══ TEXT EXCERPT ══

Biting the energy bullet after Enron
 
It was after the Enron scandal that the Dolphins took the solar energy world by storm.
 
In 2004 they had Home Energy Systems install a rooftop 2.1KW PV (photovoltaic) system consisting of 33 panels. Martin Learn, the company’s owner, is now a good friend.
 
Their new PV system produced all the electricity they needed … and still sent excess back into the grid.
 
“The beauty of it all,” says Gene, “was watching the meter go backwards after the system was installed.”
 
But when they bought a new Nissan LEAF this year, the Dolphins needed a system upgrade to provide the extra electricity a charging station would require.
 
Eight years of development in solar technology were on their side. When Home Energy Systems replaced 11 of their old solar panels with newer, more efficient ones, Kathy and Gene were able to double the amount of electricity generated by their system.
They could now charge up their new electric car … for free!
 
“People need to understand the numbers,” Martin Learn said. “Think about it. It costs about $3.50 (25 kilowatt hours) to drive 100 miles on baseline SDG&E electricity. It costs about $20.00 to drive the same distance on gasoline these days (figuring 21 mpg at $4.00/gal). I keep asking people, what are you waiting for?”
 
Next target: Water
 
Actually, the first solar product the Dolphins installed wasn’t their PV system. It was the rooftop solar hot water heater that they installed in 2001.
Noting that they originally hooked it up to a 40-gallon hot water tank, Kathy lamented, “That was stupid. We don’t use 40 gallons of hot water in a week and it takes a lot of energy to keep that water hot!”
 
So when their tank finally died last year the Dolphins linked their solar water heater to an electric on-demand tankless system. Now, if the water they need is hot enough from the rooftop solar heater, it will pass through the on-demand heater without triggering it.
“Another way to save on energy,” says Gene. “Water and energy are connected.”
 
What about irrigation?
 
With all this activity going on, it was natural for the Dolphins to begin thinking about how they used water and what they could do to decrease that use.
 
First they tackled the grass in their front yard. Why?
 
“Because it involved a constant use of water,” Kathy explains.
 
Now, instead of water-sucking grass, there are beautiful, fragrant drought tolerant plants and wonderful, curving pathways of river stone wandering through their small front yard.
 
Garlic, Peruvian ground cherries, day lilies, parsley, onions, peppers, fennel, escarole, red mustard, stevia and an array of fragrant herbs dot the area.
But even these plants need water.
 
So the Dolphins installed two, 250-gallon water tanks on either side of their entry porch. Painted to blend right into the stucco exterior of the house, the tanks gather rainwater off the roof and provide all the irrigation water the Dolphins need for their lovely front yard and vegetable garden.

═══
══ EXCERPTED DATA ══

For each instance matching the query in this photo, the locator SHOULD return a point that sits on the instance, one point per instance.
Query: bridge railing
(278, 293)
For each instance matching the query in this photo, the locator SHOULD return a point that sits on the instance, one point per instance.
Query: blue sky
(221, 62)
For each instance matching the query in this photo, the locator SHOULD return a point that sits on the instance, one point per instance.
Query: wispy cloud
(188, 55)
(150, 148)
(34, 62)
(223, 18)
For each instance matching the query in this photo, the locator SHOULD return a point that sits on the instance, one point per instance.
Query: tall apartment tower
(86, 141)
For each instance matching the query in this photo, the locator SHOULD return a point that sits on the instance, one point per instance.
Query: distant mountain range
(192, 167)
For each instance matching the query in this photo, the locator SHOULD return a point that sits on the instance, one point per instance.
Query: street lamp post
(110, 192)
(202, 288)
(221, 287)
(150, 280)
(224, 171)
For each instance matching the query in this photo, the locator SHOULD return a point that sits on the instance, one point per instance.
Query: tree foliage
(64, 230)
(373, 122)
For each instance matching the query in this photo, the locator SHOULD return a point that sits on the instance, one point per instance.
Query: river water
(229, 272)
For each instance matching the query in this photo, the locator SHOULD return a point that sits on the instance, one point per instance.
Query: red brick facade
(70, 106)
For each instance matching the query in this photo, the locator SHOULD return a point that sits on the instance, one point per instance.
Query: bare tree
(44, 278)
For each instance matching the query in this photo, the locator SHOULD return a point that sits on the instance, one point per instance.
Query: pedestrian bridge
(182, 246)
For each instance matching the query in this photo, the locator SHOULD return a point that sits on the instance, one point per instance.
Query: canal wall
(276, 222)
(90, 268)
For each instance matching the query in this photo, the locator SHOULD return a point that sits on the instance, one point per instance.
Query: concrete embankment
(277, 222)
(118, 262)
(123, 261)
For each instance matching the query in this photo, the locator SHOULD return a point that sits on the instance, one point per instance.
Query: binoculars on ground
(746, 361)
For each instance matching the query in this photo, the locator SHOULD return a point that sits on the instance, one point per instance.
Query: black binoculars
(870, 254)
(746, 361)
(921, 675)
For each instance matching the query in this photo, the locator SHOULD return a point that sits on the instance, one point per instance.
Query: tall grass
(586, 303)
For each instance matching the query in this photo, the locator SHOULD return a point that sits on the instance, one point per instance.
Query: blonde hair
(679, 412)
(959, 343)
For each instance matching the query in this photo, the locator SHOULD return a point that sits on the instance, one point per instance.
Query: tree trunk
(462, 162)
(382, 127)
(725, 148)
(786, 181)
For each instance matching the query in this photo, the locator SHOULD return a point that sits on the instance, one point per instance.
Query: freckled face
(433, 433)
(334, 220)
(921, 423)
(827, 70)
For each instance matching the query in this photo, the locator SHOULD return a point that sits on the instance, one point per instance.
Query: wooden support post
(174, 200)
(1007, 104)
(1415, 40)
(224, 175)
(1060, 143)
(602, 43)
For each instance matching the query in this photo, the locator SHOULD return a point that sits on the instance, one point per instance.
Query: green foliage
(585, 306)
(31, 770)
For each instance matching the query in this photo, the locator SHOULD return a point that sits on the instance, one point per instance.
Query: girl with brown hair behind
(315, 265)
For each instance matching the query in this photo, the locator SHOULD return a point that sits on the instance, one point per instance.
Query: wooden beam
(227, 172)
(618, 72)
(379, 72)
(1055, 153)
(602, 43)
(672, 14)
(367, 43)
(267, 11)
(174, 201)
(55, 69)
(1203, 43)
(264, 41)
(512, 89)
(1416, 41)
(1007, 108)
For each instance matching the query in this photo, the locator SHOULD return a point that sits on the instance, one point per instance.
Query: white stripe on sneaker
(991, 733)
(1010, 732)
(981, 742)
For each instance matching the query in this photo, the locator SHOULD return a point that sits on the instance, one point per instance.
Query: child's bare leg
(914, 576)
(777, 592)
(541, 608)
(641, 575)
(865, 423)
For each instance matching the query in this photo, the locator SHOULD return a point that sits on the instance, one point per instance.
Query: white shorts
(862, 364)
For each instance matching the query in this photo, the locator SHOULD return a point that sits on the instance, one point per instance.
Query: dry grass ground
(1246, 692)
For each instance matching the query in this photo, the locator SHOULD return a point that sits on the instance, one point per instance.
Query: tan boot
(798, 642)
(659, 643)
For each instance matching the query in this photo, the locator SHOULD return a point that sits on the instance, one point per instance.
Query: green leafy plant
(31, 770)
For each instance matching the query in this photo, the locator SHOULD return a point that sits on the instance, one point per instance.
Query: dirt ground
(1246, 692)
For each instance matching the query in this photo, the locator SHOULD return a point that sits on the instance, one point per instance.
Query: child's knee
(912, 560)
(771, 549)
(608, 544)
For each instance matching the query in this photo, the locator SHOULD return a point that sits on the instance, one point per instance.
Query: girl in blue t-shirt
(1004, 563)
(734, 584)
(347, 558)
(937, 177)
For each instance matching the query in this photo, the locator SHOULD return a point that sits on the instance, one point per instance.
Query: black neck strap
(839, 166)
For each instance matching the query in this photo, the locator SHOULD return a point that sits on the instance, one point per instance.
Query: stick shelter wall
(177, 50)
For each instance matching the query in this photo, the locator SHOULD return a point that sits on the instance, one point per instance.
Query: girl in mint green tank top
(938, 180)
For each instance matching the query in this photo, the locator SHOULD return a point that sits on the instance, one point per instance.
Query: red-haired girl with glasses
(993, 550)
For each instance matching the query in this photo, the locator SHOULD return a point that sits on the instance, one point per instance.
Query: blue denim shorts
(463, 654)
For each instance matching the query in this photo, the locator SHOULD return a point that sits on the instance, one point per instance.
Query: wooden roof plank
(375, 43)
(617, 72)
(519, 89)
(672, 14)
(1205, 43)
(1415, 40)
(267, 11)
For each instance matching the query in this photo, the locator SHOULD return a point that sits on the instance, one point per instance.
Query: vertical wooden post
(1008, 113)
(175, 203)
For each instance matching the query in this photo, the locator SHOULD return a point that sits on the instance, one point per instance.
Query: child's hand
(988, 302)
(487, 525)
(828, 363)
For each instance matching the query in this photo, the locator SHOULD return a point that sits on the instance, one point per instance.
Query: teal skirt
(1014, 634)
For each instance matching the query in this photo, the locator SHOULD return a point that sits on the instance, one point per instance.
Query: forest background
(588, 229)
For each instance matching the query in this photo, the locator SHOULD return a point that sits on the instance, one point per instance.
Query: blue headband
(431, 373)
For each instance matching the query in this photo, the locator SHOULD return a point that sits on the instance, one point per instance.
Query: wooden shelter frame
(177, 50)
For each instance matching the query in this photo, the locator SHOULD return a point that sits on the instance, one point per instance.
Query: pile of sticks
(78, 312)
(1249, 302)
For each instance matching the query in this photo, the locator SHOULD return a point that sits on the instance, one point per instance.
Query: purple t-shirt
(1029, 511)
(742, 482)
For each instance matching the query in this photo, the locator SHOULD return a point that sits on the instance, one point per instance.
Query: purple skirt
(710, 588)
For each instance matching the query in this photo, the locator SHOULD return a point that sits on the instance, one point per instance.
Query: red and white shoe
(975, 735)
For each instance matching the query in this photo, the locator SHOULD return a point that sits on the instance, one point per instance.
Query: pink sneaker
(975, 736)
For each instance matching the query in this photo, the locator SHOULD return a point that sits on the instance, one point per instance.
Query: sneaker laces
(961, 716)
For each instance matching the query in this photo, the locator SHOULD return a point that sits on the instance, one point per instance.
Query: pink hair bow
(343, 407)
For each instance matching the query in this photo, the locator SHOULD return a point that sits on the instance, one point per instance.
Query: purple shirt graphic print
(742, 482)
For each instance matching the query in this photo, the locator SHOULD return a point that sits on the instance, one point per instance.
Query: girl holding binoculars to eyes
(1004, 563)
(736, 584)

═══

QUESTIONS ▸
[1] Render this sentence from the solar home article in Spanish: "It was the rooftop solar hot water heater that they installed in 2001."
[2] Reproduce the part of the solar home article that opens with the words containing "Biting the energy" and closes with "into the grid.".

ANSWERS BY TASK ▸
[1] Fue el calentador de agua solar del techo que instalaron en 2001.

[2]
Biting the energy bullet after Enron
 
It was after the Enron scandal that the Dolphins took the solar energy world by storm.
 
In 2004 they had Home Energy Systems install a rooftop 2.1KW PV (photovoltaic) system consisting of 33 panels. Martin Learn, the company’s owner, is now a good friend.
 
Their new PV system produced all the electricity they needed … and still sent excess back into the grid.